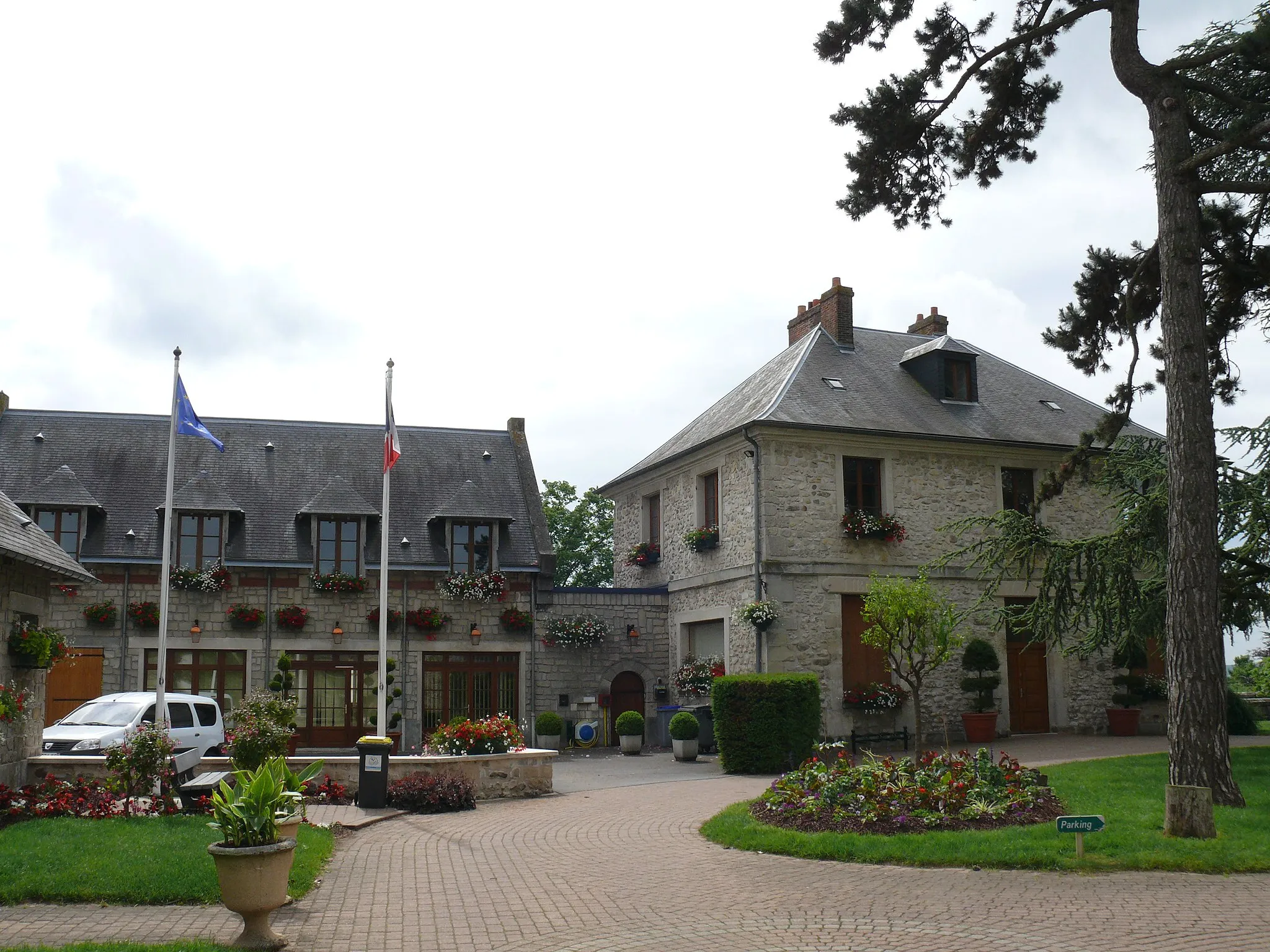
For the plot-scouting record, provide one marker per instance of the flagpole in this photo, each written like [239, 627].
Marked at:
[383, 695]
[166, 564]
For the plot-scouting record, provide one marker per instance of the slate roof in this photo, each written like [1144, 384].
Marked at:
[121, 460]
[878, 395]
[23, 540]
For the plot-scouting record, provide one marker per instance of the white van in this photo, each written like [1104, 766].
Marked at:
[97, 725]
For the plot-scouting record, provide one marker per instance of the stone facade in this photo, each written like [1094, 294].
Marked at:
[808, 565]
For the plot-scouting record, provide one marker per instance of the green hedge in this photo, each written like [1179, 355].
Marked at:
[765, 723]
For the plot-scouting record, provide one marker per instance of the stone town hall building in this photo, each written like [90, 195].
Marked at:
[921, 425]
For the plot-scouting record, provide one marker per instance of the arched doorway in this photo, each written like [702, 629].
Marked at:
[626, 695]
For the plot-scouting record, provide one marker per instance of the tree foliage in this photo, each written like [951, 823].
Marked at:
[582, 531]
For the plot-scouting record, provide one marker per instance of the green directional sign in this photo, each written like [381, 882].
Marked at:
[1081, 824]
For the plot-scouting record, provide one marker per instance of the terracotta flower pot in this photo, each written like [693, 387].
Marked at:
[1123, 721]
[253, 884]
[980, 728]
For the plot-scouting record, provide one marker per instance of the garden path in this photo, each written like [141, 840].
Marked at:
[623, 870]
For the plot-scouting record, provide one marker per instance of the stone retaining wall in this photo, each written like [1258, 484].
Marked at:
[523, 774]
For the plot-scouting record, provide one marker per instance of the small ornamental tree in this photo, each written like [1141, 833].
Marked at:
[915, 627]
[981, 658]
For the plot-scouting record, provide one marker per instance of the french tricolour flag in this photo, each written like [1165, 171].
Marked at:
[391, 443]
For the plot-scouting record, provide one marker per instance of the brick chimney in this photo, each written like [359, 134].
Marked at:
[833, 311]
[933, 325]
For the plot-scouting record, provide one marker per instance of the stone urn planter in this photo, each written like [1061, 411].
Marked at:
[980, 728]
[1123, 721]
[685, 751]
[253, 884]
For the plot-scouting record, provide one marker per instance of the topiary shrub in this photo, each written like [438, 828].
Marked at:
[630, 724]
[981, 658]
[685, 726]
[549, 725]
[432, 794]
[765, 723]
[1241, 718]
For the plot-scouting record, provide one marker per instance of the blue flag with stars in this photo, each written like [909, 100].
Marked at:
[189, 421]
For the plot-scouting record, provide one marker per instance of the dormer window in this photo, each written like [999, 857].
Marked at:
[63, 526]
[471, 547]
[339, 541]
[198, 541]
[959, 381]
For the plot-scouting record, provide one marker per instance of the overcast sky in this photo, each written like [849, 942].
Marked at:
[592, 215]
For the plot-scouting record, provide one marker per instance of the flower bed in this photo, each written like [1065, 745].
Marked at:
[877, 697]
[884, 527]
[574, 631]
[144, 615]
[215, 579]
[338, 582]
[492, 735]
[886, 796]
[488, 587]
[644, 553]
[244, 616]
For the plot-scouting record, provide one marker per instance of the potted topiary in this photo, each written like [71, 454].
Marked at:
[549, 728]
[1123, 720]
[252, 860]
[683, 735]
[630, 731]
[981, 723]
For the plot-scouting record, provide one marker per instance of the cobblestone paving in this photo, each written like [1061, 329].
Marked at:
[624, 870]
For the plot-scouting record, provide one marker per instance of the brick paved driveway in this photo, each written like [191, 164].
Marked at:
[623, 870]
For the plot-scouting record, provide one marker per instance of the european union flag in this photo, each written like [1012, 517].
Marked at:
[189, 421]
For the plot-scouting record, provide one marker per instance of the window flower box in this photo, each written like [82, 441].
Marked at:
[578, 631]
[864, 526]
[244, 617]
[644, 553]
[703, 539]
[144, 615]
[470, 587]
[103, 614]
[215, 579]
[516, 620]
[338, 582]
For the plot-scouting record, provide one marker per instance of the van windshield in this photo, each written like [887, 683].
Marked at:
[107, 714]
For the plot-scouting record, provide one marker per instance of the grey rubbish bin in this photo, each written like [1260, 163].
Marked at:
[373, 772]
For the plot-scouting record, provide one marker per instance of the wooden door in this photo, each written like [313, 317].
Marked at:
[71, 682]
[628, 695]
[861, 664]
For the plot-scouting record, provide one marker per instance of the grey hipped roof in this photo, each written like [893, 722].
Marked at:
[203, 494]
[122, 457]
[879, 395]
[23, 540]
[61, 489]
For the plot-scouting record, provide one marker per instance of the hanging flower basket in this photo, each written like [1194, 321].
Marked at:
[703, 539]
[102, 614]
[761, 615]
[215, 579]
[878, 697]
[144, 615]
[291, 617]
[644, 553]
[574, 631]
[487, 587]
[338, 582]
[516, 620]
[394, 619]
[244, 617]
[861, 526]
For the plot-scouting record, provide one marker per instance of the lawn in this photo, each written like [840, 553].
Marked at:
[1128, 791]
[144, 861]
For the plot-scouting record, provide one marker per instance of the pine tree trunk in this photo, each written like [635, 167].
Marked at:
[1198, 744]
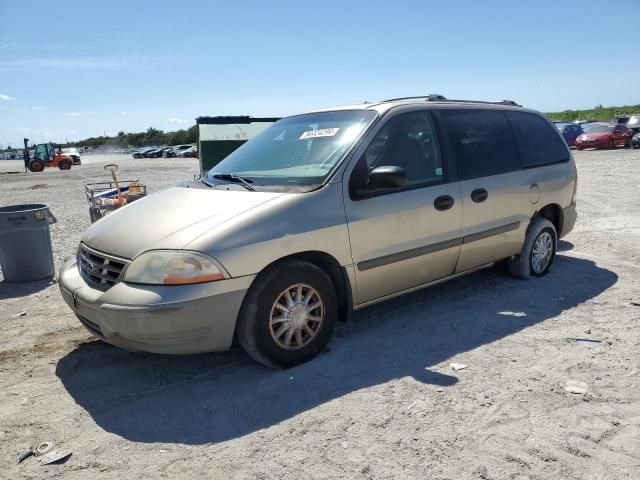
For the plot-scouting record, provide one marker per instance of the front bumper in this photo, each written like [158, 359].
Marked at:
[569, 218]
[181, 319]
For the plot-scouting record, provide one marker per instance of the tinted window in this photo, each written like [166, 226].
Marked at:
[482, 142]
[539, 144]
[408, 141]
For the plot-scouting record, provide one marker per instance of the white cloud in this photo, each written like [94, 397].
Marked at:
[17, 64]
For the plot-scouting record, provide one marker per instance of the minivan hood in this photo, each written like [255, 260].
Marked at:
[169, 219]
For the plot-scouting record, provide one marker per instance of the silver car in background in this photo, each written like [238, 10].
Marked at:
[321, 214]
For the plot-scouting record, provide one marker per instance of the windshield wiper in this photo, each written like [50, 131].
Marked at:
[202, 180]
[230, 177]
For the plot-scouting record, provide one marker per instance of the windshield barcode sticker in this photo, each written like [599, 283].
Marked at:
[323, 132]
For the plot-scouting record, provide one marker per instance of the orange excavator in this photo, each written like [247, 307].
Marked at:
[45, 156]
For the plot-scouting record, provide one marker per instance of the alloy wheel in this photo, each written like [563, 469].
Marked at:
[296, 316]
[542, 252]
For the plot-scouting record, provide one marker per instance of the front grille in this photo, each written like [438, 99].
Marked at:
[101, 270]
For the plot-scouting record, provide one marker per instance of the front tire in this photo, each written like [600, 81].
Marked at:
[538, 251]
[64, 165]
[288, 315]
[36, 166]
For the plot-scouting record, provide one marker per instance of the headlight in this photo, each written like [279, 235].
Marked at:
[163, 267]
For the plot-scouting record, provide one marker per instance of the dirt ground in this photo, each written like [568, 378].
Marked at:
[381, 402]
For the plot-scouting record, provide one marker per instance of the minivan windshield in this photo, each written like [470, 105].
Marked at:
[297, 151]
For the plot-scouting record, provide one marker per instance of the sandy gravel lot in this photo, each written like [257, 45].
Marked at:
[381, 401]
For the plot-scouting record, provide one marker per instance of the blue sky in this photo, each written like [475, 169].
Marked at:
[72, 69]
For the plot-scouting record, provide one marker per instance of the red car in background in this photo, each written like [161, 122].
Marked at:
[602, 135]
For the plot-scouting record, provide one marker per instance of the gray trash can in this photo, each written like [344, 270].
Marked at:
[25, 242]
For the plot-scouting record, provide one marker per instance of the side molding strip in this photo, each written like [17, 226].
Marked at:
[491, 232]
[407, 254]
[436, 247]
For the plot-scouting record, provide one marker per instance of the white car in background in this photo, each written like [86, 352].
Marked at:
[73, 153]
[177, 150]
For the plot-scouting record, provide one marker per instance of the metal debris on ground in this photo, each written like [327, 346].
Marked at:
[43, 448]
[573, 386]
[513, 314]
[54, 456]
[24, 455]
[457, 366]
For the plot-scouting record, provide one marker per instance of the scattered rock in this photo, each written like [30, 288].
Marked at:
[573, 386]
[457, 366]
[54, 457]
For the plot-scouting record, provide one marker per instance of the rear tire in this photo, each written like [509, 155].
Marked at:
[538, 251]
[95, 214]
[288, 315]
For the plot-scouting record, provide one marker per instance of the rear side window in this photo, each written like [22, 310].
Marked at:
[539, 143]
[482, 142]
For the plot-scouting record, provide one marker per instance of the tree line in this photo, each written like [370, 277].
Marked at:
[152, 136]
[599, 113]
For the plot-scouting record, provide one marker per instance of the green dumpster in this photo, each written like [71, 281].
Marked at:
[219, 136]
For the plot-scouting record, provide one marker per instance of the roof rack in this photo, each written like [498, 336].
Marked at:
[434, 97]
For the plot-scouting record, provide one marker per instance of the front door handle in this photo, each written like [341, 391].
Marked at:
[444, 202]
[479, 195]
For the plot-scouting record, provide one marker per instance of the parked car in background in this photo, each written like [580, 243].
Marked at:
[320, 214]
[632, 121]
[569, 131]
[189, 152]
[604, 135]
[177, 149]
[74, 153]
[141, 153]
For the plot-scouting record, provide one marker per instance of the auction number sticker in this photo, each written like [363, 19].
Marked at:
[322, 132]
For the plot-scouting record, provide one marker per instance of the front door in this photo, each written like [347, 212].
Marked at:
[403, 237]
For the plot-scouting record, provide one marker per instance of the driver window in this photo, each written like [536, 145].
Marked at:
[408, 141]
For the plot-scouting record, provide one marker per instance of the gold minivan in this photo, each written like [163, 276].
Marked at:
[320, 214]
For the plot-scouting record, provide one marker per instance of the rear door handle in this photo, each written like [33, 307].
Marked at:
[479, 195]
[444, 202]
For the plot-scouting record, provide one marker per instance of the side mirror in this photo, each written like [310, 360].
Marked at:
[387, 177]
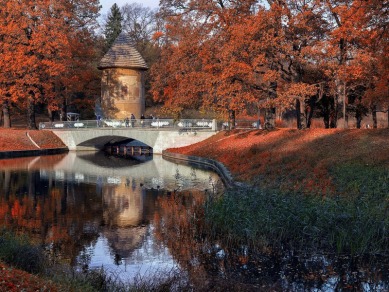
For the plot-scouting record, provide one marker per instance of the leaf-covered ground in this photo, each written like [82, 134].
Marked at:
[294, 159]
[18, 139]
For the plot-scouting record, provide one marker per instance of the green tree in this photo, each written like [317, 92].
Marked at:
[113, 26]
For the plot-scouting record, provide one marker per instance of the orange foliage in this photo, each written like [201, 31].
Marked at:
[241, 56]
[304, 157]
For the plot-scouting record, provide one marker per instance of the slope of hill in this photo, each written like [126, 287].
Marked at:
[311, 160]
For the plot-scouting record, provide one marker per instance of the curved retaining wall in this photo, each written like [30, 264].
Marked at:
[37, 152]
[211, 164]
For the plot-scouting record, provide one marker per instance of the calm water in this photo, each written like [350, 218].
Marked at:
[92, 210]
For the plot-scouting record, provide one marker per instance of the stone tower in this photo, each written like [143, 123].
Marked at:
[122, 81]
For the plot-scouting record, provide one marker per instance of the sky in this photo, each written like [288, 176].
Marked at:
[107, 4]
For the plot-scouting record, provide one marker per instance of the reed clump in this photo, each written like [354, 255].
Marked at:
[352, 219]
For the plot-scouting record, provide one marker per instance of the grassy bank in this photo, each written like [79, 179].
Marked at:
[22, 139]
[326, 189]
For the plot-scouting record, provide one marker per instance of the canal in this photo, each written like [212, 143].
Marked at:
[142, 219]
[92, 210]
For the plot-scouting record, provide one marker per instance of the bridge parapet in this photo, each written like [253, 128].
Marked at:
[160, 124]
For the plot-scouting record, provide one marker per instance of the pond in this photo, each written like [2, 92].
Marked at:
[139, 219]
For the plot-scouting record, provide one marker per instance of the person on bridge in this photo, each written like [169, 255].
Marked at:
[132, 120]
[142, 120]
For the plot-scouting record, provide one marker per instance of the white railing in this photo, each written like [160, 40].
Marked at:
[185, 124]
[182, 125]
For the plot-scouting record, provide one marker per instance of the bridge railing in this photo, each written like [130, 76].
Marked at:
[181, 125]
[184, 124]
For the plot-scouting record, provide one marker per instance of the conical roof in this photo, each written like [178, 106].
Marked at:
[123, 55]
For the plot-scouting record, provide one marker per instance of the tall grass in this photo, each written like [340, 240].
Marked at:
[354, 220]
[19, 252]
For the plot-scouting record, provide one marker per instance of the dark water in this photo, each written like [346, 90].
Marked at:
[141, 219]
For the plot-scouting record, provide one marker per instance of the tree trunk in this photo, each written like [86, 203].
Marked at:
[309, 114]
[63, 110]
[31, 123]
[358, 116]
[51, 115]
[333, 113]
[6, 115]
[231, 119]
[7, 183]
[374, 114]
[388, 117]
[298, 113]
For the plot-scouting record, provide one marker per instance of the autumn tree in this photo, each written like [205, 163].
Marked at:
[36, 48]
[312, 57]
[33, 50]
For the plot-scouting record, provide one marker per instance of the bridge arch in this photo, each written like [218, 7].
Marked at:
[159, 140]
___
» **What to work on**: Find "water" in the preceding records. Copy each line that holds it.

» **Task response**:
For the plot-scouting record, provide one marker per instance of the calm water in this photo, each written like [350, 218].
For the plot-scouting record, provide one marker per instance of the dark water in this photo, each written like [346, 90].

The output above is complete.